:: Task to carry out ::
Copy every line of the data from the line containing "Rules: pick out each instance of the rpm" through the line containing "19], [108, 70]]", both included. Scale each coordinate in the answers by 1.55, rounding to whole numbers with halves going up, leave all other text and numbers as they are, and omit the pictures.

:: Provided material ::
------------

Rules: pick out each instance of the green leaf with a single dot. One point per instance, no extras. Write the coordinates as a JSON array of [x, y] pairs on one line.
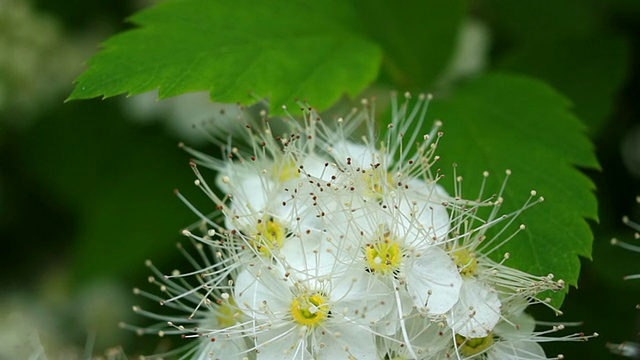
[[119, 179], [497, 122], [279, 50], [418, 37], [590, 71]]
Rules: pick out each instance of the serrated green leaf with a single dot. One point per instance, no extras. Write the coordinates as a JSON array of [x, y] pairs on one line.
[[279, 50], [497, 122], [589, 70]]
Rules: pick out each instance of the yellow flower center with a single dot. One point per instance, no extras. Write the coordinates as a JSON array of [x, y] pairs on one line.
[[384, 256], [270, 234], [466, 262], [473, 346], [286, 170], [227, 312], [310, 310], [375, 180]]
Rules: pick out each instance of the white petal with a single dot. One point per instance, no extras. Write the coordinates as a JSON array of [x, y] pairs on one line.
[[433, 280], [360, 297], [346, 341], [221, 349], [525, 326], [422, 216], [478, 310], [310, 256], [516, 350], [361, 155], [260, 294], [288, 343]]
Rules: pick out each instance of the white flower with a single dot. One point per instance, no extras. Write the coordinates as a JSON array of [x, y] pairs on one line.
[[328, 248], [311, 306]]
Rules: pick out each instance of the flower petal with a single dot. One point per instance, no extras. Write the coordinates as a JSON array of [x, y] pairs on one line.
[[478, 310], [433, 280]]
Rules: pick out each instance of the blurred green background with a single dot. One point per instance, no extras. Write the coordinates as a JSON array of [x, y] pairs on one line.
[[86, 188]]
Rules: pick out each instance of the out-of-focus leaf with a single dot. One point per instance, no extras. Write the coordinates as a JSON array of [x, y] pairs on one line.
[[497, 122], [418, 38], [119, 179], [590, 71]]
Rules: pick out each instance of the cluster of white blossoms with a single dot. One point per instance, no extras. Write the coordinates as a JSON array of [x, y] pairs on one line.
[[628, 348], [325, 247]]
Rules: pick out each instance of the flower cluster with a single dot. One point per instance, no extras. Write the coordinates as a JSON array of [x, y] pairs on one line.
[[322, 247]]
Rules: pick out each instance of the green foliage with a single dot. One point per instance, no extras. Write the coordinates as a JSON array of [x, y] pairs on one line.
[[322, 50], [498, 122], [279, 50], [120, 180], [418, 37], [591, 72], [239, 53]]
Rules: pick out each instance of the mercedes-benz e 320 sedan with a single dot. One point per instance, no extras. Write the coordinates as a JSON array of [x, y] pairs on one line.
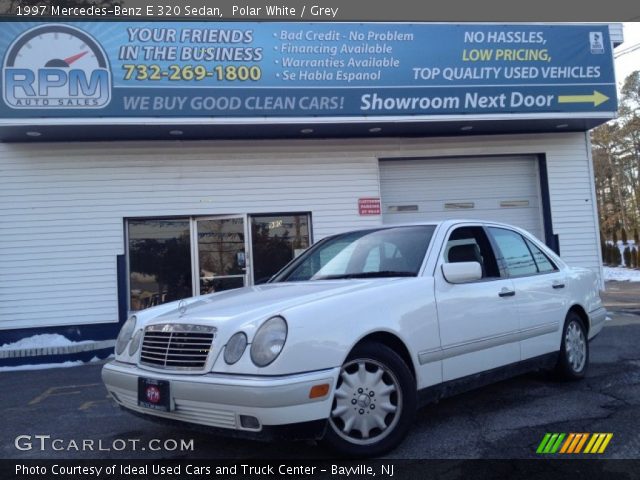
[[353, 335]]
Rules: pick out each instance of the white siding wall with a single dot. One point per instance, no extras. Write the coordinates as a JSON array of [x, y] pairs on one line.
[[62, 205]]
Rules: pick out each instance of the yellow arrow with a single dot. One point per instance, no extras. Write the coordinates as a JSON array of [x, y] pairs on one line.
[[597, 98]]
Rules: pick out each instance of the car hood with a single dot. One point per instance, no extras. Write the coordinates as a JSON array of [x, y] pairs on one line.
[[256, 303]]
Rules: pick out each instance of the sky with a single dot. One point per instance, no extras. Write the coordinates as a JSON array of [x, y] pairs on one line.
[[626, 64]]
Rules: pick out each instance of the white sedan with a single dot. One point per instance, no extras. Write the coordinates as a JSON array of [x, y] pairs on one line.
[[353, 335]]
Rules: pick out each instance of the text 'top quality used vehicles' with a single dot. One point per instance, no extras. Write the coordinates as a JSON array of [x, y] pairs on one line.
[[353, 335]]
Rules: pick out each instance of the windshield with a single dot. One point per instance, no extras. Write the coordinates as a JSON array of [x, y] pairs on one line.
[[386, 252]]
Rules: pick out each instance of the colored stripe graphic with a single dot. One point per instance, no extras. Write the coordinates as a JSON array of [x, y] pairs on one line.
[[573, 443]]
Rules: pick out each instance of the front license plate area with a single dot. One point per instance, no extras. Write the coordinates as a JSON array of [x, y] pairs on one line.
[[154, 394]]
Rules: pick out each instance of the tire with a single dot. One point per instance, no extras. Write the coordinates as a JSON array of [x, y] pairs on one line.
[[374, 402], [574, 349]]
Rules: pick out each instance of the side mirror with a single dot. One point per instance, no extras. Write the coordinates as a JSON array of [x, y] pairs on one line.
[[462, 272]]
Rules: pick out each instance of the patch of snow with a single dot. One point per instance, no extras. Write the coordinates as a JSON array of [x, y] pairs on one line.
[[43, 340], [620, 274]]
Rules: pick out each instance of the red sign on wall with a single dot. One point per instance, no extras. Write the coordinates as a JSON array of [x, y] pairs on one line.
[[369, 206]]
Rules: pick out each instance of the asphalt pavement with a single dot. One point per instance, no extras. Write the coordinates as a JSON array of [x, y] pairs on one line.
[[52, 413]]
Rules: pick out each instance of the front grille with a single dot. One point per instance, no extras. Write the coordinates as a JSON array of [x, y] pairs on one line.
[[176, 346]]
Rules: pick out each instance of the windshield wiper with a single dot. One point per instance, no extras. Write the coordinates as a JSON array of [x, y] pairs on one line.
[[383, 273]]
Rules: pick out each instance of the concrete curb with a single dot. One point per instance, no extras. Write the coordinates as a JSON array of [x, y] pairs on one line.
[[64, 350]]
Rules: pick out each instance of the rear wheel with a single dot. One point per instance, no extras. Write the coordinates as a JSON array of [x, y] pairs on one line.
[[574, 350], [374, 402]]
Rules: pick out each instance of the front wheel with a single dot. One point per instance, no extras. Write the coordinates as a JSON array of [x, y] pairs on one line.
[[574, 350], [374, 402]]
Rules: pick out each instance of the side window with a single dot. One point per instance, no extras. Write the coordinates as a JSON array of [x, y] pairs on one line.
[[542, 261], [470, 244], [516, 254]]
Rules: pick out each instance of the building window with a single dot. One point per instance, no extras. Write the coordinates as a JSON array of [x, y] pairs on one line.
[[159, 262], [163, 254], [275, 241]]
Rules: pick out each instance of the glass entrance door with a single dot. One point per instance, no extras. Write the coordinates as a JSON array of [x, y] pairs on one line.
[[220, 253]]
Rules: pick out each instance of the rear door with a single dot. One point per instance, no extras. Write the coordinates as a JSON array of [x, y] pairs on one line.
[[540, 291], [479, 323]]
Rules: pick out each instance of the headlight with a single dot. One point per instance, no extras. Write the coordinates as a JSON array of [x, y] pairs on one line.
[[125, 334], [135, 343], [235, 348], [268, 341]]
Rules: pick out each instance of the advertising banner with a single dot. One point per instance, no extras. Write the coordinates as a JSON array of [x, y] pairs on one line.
[[271, 69]]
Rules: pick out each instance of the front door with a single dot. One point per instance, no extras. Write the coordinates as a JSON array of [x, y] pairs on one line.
[[479, 321], [220, 254]]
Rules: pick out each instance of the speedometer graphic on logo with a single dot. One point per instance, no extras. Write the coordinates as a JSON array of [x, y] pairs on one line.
[[56, 66]]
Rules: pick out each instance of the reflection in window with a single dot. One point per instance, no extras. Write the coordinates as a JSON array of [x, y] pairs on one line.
[[221, 254], [276, 240], [543, 263], [159, 262], [515, 251]]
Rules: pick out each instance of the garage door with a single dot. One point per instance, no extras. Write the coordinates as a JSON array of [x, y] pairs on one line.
[[504, 189]]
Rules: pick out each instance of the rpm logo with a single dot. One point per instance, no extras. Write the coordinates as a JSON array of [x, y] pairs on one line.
[[56, 67], [153, 394]]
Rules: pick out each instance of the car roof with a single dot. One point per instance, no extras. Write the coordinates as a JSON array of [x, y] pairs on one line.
[[443, 223]]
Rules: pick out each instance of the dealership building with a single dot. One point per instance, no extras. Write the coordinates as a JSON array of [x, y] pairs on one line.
[[143, 163]]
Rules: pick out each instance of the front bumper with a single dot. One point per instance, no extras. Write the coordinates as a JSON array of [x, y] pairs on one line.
[[218, 400]]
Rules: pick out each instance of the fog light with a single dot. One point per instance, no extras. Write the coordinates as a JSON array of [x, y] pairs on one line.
[[318, 391], [247, 421]]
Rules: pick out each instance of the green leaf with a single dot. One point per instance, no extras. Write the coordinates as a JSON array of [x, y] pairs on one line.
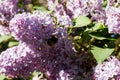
[[81, 21], [100, 54], [98, 26], [5, 38], [2, 77]]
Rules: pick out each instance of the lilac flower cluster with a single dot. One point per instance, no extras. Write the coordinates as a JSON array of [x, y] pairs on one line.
[[113, 20], [110, 69], [37, 31], [66, 11], [8, 8]]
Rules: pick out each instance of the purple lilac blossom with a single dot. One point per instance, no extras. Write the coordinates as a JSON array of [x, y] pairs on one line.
[[18, 61], [37, 30], [8, 8], [27, 27], [113, 19], [108, 70]]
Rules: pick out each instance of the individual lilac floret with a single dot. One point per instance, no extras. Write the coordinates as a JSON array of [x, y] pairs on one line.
[[8, 8], [113, 19], [110, 69], [19, 61], [27, 27]]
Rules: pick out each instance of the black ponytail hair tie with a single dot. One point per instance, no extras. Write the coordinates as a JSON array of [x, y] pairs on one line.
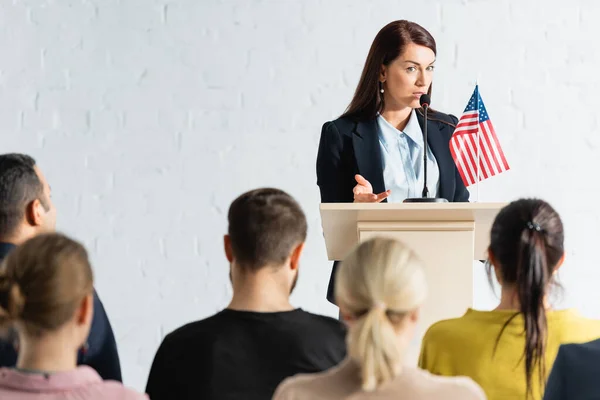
[[532, 226]]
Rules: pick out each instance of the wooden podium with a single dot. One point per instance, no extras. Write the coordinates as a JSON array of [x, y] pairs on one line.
[[446, 236]]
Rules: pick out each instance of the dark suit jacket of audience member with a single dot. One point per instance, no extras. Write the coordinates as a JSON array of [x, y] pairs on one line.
[[575, 373], [101, 353], [350, 147]]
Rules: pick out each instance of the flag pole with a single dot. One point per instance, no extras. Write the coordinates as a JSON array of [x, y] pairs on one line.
[[478, 143]]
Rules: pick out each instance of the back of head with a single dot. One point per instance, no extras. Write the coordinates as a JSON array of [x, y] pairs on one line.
[[19, 186], [264, 227], [526, 246], [42, 282], [377, 285]]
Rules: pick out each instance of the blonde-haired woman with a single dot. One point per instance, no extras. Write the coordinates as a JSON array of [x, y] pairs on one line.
[[46, 294], [379, 288]]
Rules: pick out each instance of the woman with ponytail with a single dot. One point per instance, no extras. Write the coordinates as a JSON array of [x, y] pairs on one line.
[[509, 351], [46, 295], [380, 287]]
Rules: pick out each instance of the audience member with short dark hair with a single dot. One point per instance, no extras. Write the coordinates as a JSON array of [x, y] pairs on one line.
[[510, 350], [26, 210], [46, 294], [246, 350], [379, 287]]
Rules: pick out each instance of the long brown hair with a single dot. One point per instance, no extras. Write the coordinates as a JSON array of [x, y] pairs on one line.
[[527, 243], [388, 45]]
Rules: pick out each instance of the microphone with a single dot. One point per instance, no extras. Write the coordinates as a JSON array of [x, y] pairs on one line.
[[424, 100]]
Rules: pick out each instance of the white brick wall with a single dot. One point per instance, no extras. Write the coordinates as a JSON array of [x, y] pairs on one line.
[[150, 116]]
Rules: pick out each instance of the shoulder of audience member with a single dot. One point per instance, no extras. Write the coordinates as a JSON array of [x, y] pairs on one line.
[[577, 352], [116, 390], [444, 328], [190, 331], [326, 321], [465, 388], [294, 387], [455, 387]]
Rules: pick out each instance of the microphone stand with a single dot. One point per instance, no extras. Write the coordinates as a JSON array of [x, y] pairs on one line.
[[425, 194]]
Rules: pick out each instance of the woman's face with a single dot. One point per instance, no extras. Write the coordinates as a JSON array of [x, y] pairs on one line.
[[407, 77]]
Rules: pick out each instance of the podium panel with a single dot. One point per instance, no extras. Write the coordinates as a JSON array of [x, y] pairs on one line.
[[447, 259], [447, 237]]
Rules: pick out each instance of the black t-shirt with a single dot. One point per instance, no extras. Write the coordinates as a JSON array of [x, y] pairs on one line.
[[243, 355]]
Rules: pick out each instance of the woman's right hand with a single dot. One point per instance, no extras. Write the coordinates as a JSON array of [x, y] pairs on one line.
[[363, 192]]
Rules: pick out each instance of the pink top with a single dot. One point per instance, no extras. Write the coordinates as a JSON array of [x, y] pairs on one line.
[[82, 383]]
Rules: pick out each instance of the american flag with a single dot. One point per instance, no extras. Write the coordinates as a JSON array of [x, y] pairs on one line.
[[475, 122]]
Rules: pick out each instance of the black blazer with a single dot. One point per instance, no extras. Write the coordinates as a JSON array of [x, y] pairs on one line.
[[347, 148], [575, 373], [351, 147]]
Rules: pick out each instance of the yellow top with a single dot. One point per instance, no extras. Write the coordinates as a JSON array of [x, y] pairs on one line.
[[465, 346]]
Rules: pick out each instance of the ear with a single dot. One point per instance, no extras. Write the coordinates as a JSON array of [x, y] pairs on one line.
[[382, 73], [492, 261], [559, 263], [295, 258], [228, 250], [34, 213], [85, 312], [414, 315], [346, 317]]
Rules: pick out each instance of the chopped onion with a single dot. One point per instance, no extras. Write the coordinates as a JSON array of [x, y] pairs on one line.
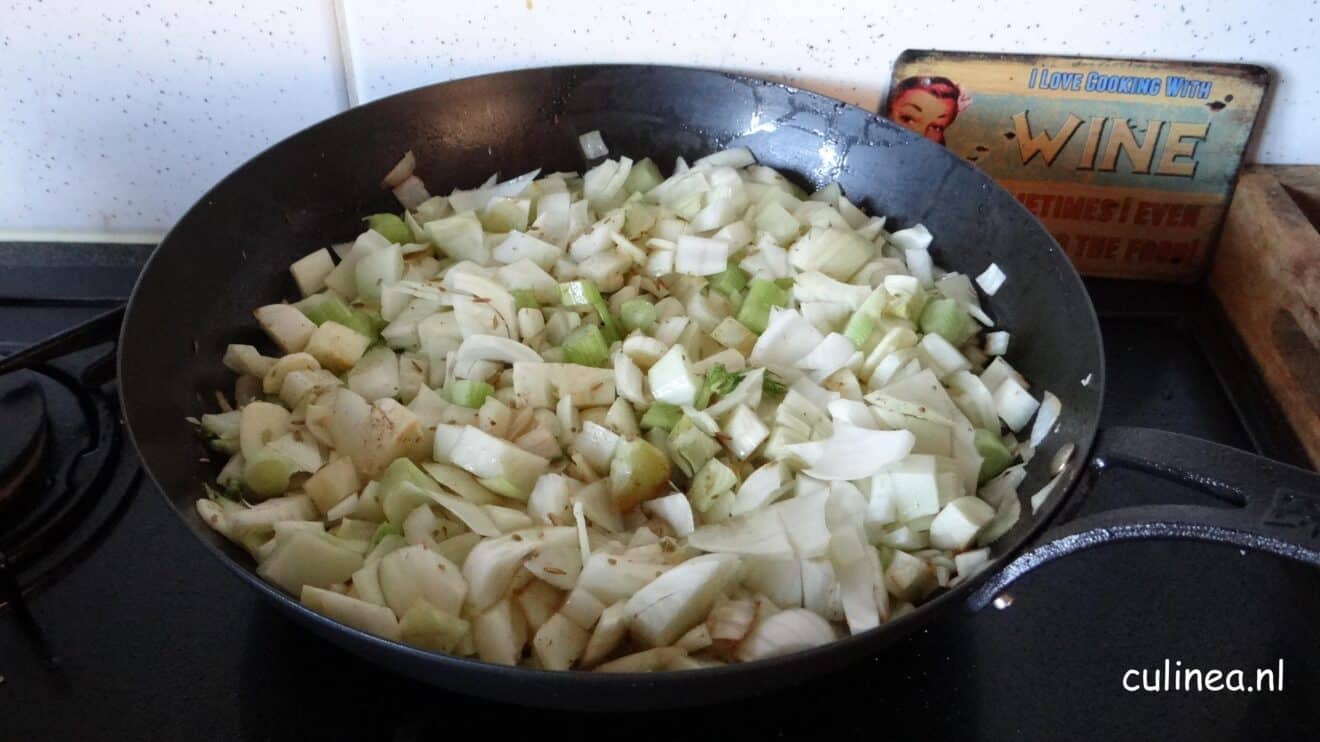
[[784, 633], [593, 145], [991, 279], [700, 256], [853, 453]]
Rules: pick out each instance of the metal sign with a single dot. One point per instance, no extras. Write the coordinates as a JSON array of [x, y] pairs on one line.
[[1130, 164]]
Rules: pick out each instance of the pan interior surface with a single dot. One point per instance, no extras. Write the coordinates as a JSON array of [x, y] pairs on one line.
[[230, 254]]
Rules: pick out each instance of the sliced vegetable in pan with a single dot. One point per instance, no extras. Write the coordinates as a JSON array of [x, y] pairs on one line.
[[621, 421]]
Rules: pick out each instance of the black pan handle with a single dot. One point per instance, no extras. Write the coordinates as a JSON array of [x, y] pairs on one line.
[[1273, 507]]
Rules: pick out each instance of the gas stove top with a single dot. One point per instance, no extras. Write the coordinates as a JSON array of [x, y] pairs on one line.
[[118, 625]]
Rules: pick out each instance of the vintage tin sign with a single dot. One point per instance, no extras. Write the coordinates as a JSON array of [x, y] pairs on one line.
[[1130, 164]]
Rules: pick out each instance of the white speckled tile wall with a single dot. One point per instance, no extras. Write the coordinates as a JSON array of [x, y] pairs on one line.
[[118, 115], [115, 116]]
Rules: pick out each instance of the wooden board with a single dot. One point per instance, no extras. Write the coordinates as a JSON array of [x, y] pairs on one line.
[[1266, 275]]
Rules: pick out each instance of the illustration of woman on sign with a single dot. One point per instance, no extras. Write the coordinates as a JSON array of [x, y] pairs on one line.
[[927, 104]]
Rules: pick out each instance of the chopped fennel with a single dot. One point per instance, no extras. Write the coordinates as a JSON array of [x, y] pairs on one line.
[[625, 421]]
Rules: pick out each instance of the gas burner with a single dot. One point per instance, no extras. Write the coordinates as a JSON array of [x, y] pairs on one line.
[[23, 440]]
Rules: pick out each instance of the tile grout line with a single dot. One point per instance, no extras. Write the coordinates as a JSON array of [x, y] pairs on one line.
[[350, 74]]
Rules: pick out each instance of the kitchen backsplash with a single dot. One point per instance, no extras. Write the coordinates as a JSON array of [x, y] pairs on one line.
[[115, 116]]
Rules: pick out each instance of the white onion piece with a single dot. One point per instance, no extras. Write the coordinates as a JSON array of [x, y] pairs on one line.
[[788, 337], [853, 453], [628, 379], [411, 193], [829, 355], [853, 413], [757, 534], [490, 347], [912, 238], [920, 264], [593, 145], [673, 510], [700, 256], [760, 487], [1046, 417], [1015, 404]]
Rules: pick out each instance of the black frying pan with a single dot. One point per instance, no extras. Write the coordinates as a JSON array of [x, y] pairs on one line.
[[230, 254]]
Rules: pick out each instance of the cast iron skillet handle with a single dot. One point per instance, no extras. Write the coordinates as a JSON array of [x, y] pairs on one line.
[[1277, 506]]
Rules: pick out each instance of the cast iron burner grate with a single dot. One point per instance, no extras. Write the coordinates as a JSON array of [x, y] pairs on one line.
[[62, 474]]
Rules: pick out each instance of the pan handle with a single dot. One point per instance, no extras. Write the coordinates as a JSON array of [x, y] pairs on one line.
[[1273, 507]]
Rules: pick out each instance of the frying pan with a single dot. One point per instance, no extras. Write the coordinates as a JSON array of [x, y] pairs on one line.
[[230, 254]]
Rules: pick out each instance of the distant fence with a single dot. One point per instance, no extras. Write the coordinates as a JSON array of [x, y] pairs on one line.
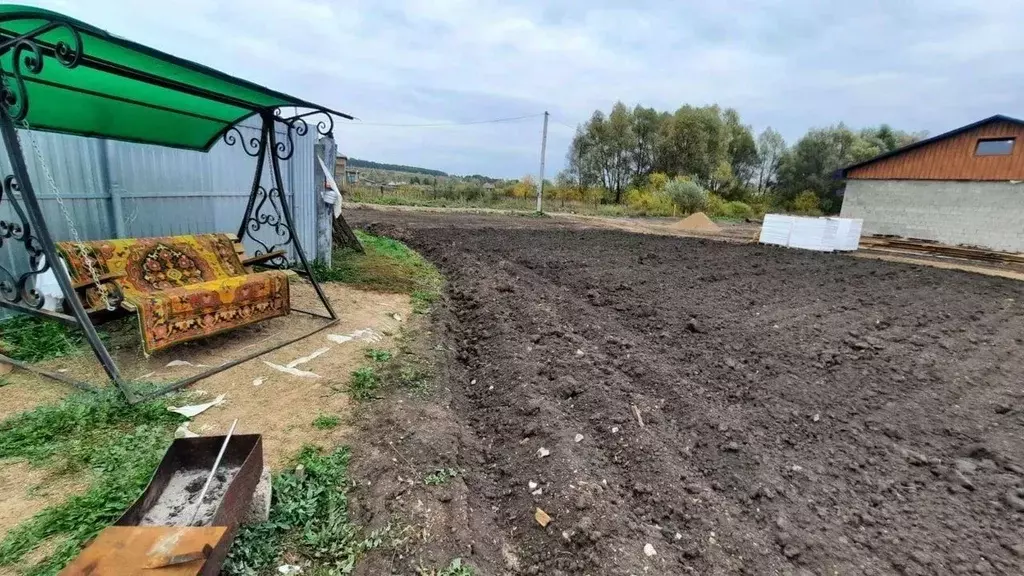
[[122, 190]]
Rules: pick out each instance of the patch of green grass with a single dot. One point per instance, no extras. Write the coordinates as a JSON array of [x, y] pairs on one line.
[[456, 568], [33, 339], [327, 421], [119, 445], [365, 382], [387, 265], [378, 355], [308, 520], [440, 476]]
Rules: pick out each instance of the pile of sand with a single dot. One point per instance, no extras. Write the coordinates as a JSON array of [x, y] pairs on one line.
[[696, 221]]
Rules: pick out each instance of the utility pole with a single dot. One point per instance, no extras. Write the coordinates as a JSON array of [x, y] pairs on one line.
[[544, 150]]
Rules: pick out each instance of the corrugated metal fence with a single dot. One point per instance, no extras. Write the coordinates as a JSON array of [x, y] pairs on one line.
[[121, 190]]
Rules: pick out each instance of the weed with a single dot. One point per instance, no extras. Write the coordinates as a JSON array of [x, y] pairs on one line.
[[378, 355], [120, 444], [365, 381], [327, 421], [413, 377], [387, 265], [33, 339], [456, 568], [308, 519], [440, 476]]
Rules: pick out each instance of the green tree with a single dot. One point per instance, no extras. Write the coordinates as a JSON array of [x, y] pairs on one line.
[[771, 147]]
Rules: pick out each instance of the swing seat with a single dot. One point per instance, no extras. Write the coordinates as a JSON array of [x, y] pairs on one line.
[[181, 287]]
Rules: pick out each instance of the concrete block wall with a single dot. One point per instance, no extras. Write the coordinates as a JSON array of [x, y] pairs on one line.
[[973, 213]]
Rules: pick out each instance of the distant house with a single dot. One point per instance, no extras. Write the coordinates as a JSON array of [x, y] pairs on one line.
[[965, 187], [342, 173]]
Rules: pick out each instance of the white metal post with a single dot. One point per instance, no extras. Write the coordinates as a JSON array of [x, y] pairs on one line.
[[544, 150]]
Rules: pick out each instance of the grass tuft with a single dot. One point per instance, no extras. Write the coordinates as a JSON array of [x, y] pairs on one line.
[[378, 355], [456, 568], [118, 444], [308, 519], [327, 421], [440, 476], [365, 382], [34, 339], [387, 265]]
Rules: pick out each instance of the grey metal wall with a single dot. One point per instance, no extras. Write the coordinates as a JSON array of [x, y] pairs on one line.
[[973, 213], [121, 190]]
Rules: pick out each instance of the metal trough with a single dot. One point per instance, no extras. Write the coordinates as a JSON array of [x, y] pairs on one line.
[[226, 506]]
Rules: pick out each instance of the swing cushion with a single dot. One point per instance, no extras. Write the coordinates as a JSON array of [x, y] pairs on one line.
[[182, 287]]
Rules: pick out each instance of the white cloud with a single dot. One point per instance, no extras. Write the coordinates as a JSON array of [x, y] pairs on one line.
[[919, 65]]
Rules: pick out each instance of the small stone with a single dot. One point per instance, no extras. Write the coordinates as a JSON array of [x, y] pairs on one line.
[[542, 518]]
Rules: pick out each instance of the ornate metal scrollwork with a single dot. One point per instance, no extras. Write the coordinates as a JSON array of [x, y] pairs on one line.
[[268, 213], [17, 289], [251, 147], [28, 56]]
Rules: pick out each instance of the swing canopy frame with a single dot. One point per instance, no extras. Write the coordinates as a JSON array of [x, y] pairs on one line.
[[61, 75]]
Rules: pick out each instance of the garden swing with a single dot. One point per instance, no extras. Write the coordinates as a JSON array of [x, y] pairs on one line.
[[82, 80]]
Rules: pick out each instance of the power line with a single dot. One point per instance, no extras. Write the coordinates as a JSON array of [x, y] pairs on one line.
[[440, 125]]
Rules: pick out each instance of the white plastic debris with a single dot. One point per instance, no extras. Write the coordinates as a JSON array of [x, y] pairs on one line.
[[368, 334], [196, 409], [306, 359], [183, 432], [292, 371], [175, 363]]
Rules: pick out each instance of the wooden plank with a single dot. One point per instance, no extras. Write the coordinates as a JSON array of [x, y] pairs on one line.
[[128, 549]]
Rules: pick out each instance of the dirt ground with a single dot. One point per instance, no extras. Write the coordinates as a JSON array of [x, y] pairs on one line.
[[282, 407], [682, 406]]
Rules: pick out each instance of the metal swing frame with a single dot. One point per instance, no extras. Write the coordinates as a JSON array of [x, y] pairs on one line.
[[267, 206]]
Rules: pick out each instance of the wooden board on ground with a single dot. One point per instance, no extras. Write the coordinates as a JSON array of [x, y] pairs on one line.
[[133, 549]]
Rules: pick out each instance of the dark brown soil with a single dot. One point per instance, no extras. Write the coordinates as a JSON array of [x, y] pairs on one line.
[[802, 413]]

------------

:: Exercise output ::
Rules: pick out each instance of the rpm logo with a single dot. One point per instance, no extras. Write the coordinates as a JSON array of [x, y] pairs on one line.
[[87, 104], [237, 611]]
Rules: pick out each instance of the car roof with a single dot. One point per instance, no extras. Write the coordinates as a JSON array of [x, y] pairs on one line.
[[687, 346]]
Rules: pick out each instance of the dealership building with a single dot. One point per instance, no extras. Write the coordinates as a JSON array of [x, y] pairs on one line.
[[222, 253]]
Rules: pick out each instance of the front bumper with a single dot. One point per instance, no extras. Write the coordinates as a JSON array of [x, y] pairs on one line.
[[338, 620]]
Rules: pick out each instance of the fog light with a single dot. One point per instance, no extras. Write the coordinates as a JSON array of [x, y] pairs on one line.
[[493, 606], [383, 653]]
Rules: pick out each instance of the green leaf with a single dot. One point per instance, no extras. Write the coordinates as a JSON array of [x, y] pairs on one line.
[[126, 33], [155, 84], [152, 40], [8, 59], [3, 119]]
Rules: pick out each instance of the lilac flower cluster with a single dot. One point per instance, no extras. Write the coordinates as a JSON array of [x, y] pairs on one line.
[[175, 31], [171, 107], [57, 48], [102, 17], [12, 12]]
Rules: pick out each instance of the purple lilac blossom with a single dot. One point per instance, no extras. Write the coordinates as a JSON array of [x, y] pairs on one line.
[[28, 95], [57, 47], [12, 12], [42, 42], [175, 29], [167, 109]]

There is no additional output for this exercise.